沖田 自分が楽しい授業をしようと意識をして、教科書や問題集に固執していたり、「こうしなきゃいけない」と思っていたり、国語の先生はこうあるべきだと思っていたのですが、そういったものを取り払って、前やっていた仕事をここで活かそうと思うようになりました。
例えば「マスコミの仕事ってこういうものだから、生徒たちにライターや記者になりきってもらったら、どうだろう?」と、自分にしかできない提案をしてみると、すごく生徒たちが動き出しました。たぶん自分も楽しかったからだと思いますが、生の声も伝えられるし、実感も言えるし、急にリアルなものになったという状況だったのだと思います。
Q.前職は何をされていましたか?
沖田 8年間は、テレビ局の記者とディレクターと、それからアナウンサー、キャスターをしていました。一時期、警察担当の記者だったこともあり、事件や事故、火事の取材をして、どうしたら「安全とは」ということを人に伝えられるかとか、社会とはどういうことだろうかということ向き合って考えていた時期もあります。
ディレクターとして、どういう編集をしたら人に伝わるかとか、カメラの動かし方はどうだろうかとか、創造するとはどういうことだろうか、伝えるとはどういうことだろうか、ということと向き合った時期もあります。
さらに、一方で、出来たものに音を乗せて、自分の声で発信するアナウンサーとして、どういう間が必要で、どういう発音で、どういう発声の仕方をしたら、効果的に人に伝わるのだろうか、ということと向き合っていた時期もあります。
Q.より良いアクティブ・ラーニングの実現に向けて先生が普段からされている努力は?
沖田 努力といえるかは分かりませんが、「自分が学ぶ機会を増やす」ことでしょうか。刺激をもらい続けている状況を作っておくことを大切にしてます。

- **課題 A**: 抜粋によると、沖田さんはテレビ局で何年間働いていましたか?
- **課題 B**: 抜粋を最後の文の後から再開し、沖田さんの発言を書き進めてください。

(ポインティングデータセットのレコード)

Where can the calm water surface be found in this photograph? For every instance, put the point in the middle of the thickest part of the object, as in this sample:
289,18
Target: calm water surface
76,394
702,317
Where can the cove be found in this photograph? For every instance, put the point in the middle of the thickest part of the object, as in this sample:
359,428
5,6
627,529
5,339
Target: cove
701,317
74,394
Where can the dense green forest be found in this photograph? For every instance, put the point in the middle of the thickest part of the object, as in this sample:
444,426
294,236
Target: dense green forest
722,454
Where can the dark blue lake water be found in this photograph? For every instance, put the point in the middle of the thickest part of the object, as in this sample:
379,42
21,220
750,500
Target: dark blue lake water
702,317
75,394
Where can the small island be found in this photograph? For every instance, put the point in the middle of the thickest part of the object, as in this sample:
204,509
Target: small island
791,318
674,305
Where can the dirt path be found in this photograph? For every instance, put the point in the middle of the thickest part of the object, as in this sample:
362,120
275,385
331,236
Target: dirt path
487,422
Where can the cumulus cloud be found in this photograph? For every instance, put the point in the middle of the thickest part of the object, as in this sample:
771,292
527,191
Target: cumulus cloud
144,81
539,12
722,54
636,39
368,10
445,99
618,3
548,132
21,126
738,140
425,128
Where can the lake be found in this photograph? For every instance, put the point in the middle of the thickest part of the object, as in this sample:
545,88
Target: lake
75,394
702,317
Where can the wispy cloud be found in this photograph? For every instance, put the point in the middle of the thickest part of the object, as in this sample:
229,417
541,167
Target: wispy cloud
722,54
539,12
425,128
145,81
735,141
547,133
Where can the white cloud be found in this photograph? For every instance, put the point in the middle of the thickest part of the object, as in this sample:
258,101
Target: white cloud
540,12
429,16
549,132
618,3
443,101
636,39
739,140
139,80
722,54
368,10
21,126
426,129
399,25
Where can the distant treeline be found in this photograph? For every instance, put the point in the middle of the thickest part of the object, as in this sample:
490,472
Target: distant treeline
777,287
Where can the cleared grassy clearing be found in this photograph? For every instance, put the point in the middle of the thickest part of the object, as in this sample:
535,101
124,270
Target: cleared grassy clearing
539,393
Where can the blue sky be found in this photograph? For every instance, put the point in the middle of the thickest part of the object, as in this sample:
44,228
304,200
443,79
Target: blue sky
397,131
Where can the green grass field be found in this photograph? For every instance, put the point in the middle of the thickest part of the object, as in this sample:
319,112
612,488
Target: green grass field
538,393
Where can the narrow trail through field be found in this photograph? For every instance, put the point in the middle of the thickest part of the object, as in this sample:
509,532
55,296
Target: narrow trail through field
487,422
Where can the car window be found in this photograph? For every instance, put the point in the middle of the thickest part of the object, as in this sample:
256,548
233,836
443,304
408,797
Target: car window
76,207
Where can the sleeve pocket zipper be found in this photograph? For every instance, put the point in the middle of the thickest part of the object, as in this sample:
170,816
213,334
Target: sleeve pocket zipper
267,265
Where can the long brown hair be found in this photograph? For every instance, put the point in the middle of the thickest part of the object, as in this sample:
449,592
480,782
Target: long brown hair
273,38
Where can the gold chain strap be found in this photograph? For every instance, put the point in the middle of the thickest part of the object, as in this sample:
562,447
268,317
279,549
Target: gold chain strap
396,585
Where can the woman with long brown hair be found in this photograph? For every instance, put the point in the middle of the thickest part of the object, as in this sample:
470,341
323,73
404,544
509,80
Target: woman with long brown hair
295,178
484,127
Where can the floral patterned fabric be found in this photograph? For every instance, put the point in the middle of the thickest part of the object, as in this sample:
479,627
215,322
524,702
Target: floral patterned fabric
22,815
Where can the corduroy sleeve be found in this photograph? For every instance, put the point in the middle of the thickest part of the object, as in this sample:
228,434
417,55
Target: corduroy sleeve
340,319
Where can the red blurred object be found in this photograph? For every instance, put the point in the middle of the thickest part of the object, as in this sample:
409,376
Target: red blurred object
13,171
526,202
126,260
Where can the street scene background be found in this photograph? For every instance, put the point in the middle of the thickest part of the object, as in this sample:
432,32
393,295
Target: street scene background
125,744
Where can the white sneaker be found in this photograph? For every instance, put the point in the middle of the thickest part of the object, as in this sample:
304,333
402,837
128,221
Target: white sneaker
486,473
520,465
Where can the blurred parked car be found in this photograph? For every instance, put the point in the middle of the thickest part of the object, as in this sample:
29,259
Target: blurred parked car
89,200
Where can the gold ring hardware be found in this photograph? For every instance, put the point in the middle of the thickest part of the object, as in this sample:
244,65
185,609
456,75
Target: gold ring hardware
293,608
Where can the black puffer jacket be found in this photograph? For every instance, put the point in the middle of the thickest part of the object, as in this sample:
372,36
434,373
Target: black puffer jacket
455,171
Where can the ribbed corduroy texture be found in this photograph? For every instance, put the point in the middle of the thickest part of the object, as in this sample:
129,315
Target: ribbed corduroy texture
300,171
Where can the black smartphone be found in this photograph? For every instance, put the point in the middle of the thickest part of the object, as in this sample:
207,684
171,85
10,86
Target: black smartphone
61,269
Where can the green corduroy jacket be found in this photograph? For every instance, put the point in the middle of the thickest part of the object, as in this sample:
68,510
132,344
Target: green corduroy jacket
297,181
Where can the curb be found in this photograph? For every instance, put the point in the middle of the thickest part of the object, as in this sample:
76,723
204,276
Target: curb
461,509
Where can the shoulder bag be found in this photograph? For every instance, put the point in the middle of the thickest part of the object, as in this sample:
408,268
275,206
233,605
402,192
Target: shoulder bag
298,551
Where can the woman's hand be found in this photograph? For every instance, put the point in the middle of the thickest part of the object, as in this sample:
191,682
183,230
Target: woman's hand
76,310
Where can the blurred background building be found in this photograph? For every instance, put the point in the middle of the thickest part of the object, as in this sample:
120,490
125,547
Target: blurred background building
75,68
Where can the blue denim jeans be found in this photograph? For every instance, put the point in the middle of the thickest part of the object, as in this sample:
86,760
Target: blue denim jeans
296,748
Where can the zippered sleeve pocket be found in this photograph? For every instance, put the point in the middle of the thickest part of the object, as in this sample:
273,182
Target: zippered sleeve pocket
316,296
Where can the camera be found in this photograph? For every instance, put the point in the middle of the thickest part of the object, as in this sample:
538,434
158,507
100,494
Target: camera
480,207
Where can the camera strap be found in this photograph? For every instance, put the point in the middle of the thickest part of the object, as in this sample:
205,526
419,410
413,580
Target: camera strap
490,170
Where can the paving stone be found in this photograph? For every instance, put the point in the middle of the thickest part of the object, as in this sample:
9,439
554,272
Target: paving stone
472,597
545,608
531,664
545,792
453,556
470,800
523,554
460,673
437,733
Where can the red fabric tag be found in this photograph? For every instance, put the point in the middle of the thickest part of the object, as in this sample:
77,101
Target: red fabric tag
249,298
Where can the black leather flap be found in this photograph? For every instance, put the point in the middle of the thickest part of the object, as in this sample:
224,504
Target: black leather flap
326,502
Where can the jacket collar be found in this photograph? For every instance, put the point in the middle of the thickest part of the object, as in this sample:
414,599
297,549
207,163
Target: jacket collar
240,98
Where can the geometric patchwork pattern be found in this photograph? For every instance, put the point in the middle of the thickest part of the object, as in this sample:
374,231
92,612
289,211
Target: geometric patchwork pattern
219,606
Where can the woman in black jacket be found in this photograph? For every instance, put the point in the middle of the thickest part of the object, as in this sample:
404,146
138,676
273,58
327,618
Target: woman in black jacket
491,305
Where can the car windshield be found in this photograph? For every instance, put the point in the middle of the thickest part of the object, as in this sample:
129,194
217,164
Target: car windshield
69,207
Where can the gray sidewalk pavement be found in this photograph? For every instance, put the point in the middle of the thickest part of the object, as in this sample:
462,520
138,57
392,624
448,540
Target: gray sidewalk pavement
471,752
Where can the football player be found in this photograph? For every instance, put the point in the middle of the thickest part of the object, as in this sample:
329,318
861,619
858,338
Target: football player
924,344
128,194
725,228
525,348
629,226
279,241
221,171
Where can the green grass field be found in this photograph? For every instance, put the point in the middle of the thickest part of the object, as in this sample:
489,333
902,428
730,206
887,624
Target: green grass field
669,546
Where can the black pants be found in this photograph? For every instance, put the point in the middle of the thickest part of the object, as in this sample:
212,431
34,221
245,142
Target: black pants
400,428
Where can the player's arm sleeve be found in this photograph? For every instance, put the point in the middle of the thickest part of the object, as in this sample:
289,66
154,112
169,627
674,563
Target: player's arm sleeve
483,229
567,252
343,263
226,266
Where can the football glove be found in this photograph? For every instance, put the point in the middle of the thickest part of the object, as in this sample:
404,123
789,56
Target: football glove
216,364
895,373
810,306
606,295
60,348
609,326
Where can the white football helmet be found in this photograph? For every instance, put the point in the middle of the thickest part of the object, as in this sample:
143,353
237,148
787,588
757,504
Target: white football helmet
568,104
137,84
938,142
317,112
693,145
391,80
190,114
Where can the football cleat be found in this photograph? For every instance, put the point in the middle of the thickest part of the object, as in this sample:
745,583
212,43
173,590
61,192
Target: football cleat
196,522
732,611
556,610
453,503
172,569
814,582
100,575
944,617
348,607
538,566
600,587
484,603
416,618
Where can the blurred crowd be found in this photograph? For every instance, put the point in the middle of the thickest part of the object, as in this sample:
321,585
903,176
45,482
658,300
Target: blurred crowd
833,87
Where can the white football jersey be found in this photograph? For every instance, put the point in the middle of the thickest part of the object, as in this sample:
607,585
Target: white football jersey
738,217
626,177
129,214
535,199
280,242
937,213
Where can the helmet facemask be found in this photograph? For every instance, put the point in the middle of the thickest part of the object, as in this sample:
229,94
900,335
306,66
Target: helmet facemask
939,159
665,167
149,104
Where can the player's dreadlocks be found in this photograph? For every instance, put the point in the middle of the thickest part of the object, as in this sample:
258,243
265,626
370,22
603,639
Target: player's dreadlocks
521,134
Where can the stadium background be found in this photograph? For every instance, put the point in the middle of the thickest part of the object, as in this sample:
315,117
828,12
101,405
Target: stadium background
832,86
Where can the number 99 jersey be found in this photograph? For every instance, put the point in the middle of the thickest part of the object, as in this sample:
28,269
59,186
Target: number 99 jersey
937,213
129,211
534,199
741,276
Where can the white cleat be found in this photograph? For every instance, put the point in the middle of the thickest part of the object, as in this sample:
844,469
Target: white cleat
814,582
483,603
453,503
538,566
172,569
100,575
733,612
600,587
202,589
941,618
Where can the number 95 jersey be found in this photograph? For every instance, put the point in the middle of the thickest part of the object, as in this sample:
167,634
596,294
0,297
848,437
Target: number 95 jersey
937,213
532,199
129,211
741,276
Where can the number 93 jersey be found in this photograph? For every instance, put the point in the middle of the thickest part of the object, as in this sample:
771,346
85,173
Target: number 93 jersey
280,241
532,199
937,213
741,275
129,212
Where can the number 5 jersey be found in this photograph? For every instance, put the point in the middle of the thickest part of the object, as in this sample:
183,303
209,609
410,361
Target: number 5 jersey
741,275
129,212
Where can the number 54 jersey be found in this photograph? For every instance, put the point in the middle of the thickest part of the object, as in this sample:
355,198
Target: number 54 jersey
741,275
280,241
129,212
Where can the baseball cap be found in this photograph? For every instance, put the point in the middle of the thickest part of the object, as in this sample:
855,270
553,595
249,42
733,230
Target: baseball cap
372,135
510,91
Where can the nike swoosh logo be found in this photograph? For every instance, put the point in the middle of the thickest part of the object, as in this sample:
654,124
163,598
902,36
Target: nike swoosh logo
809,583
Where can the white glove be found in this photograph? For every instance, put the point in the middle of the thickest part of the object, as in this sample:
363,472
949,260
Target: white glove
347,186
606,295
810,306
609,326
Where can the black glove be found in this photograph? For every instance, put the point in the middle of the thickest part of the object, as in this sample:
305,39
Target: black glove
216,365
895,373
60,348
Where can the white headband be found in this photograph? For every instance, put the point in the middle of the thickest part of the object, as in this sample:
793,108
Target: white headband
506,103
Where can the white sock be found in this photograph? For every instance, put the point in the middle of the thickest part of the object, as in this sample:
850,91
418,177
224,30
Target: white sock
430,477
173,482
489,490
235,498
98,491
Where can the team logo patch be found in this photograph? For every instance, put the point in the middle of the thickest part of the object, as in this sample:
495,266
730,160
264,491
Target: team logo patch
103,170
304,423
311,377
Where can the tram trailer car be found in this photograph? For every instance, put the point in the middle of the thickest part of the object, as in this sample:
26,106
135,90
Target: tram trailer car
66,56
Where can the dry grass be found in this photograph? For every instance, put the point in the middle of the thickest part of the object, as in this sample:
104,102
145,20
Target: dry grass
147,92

- **期待される出力 A**: 8年間です。

- **期待される出力 B**:
例えば、自分がワークショップに参加するとか、社会的活動をしているNPOの活動に参加してみるとか、視野を広げて、刺激を与えられる環境に身を置くようにしています。
ワークショップは、今日みたいなウェブライターになろうというワークショップに参加したこともありました。
今日の授業も、そこからヒントを得たのですが、様々な団体の人たちを実際に呼んで、その人に取材をして、取材した内容をツイッターの文字数140文字にまとめるというワークショップでした。
その時に、「あ、限定された中で考えるのって面白いな」と思ったり、「しかも、これってまさに国語だな」と気付きを得たりしました。
Q.生徒との関係づくりに関して
沖田 「一人ひとりの様子に気付く」ということに気を配るようにしています。例えば、自分の発言でどういう表情をして、どういう頷き方をするのかなという点も見ていますし、朝、教室に入って、どんな顔をしているかなという部分も見ています。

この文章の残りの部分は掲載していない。